◆ Your task ◆
Please rescale the lines between the line holding "the white electric" and the end of the records, inclusive, rewriting every line, not only the answers, and skipping the pictures. Multiply each point coordinate in the answers by 1.15 and round it to a whole number, rounding halves up, while keeping all other text and numbers unchanged.

◆ Supplied data ◆
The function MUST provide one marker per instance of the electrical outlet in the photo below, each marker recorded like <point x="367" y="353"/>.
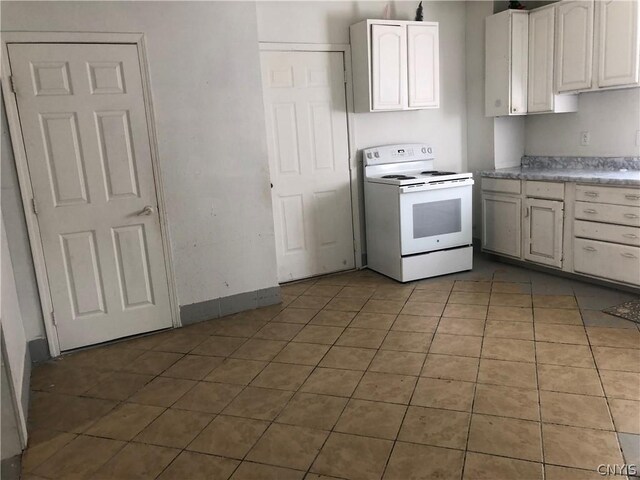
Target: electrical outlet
<point x="585" y="138"/>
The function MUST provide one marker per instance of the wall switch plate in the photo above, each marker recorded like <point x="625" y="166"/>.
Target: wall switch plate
<point x="585" y="138"/>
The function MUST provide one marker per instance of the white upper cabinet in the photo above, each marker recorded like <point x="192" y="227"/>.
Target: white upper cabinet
<point x="541" y="33"/>
<point x="395" y="65"/>
<point x="506" y="63"/>
<point x="389" y="67"/>
<point x="423" y="57"/>
<point x="617" y="40"/>
<point x="574" y="45"/>
<point x="541" y="97"/>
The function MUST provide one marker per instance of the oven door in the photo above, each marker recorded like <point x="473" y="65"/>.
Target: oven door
<point x="435" y="217"/>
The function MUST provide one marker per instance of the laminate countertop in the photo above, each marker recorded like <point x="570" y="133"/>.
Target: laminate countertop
<point x="604" y="177"/>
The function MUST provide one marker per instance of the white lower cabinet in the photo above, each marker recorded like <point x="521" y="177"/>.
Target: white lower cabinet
<point x="543" y="231"/>
<point x="600" y="237"/>
<point x="607" y="260"/>
<point x="501" y="231"/>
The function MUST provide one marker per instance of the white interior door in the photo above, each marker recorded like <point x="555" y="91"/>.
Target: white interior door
<point x="305" y="110"/>
<point x="86" y="137"/>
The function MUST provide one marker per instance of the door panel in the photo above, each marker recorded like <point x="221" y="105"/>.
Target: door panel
<point x="389" y="66"/>
<point x="541" y="38"/>
<point x="305" y="110"/>
<point x="574" y="45"/>
<point x="501" y="224"/>
<point x="86" y="137"/>
<point x="618" y="42"/>
<point x="424" y="73"/>
<point x="543" y="228"/>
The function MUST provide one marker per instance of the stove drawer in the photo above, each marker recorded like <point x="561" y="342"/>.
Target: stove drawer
<point x="602" y="212"/>
<point x="607" y="232"/>
<point x="502" y="185"/>
<point x="607" y="260"/>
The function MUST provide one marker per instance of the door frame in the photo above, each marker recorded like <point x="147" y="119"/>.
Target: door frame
<point x="24" y="178"/>
<point x="354" y="173"/>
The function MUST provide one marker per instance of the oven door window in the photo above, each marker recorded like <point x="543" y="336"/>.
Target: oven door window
<point x="437" y="218"/>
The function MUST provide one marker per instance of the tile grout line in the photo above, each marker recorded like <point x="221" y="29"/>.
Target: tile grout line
<point x="475" y="388"/>
<point x="538" y="394"/>
<point x="355" y="389"/>
<point x="604" y="393"/>
<point x="419" y="376"/>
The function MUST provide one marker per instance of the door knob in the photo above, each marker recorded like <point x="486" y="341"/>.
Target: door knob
<point x="147" y="210"/>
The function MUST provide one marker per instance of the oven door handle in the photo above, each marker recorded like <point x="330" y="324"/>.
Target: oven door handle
<point x="437" y="186"/>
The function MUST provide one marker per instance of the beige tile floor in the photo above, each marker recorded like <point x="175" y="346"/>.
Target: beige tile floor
<point x="499" y="373"/>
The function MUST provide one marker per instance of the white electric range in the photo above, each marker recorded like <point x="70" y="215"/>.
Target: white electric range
<point x="418" y="219"/>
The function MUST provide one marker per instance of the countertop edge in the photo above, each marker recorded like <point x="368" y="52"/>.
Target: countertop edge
<point x="596" y="177"/>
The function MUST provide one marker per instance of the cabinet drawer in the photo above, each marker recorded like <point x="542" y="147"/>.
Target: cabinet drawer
<point x="607" y="232"/>
<point x="552" y="190"/>
<point x="614" y="195"/>
<point x="502" y="185"/>
<point x="607" y="260"/>
<point x="600" y="212"/>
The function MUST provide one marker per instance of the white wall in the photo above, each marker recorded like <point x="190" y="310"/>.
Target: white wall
<point x="17" y="237"/>
<point x="328" y="22"/>
<point x="205" y="83"/>
<point x="14" y="339"/>
<point x="612" y="118"/>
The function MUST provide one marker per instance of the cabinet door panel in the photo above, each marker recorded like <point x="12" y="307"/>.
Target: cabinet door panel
<point x="543" y="221"/>
<point x="574" y="45"/>
<point x="389" y="67"/>
<point x="423" y="62"/>
<point x="501" y="231"/>
<point x="617" y="42"/>
<point x="541" y="34"/>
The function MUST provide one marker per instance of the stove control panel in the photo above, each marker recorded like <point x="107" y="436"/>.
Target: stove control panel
<point x="397" y="153"/>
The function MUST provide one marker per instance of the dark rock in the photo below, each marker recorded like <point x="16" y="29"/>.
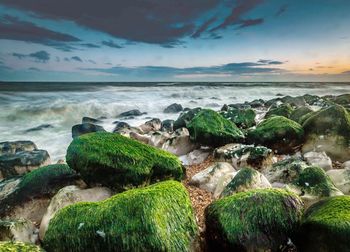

◆ Answer to this exercise ◆
The function MUST provide one marker per instance of the white electric range in the photo above, each marker recorded like <point x="70" y="215"/>.
Target: white electric range
<point x="481" y="252"/>
The function MUST provide one marker per instance of the countertop edge in the photo above, each marker recorded like <point x="368" y="52"/>.
Target: countertop edge
<point x="685" y="204"/>
The function MUST provide one marker per instance of the cabinet drawer in the photo above, each marker recorded like <point x="542" y="147"/>.
Target: cabinet drawer
<point x="698" y="267"/>
<point x="635" y="219"/>
<point x="706" y="224"/>
<point x="577" y="213"/>
<point x="698" y="299"/>
<point x="690" y="244"/>
The function MUST provide one marker per instance of the white wall in the photo above, each marker recorded like <point x="190" y="310"/>.
Target: white wall
<point x="20" y="273"/>
<point x="377" y="25"/>
<point x="236" y="95"/>
<point x="16" y="390"/>
<point x="704" y="136"/>
The function MUST provide one marker per instance of the cabinet door panel in the photo above, each marker recorded like <point x="12" y="307"/>.
Target: cabinet door panel
<point x="624" y="254"/>
<point x="660" y="52"/>
<point x="447" y="77"/>
<point x="486" y="71"/>
<point x="576" y="266"/>
<point x="710" y="48"/>
<point x="622" y="39"/>
The function MUST provide one marker per instance of the stove control panel in the photo above, each marker recorded like <point x="107" y="436"/>.
Target: stove control panel
<point x="457" y="176"/>
The function MUST provide one marker per instance of the dark rock in the photo below, each marker recorded like <point x="16" y="29"/>.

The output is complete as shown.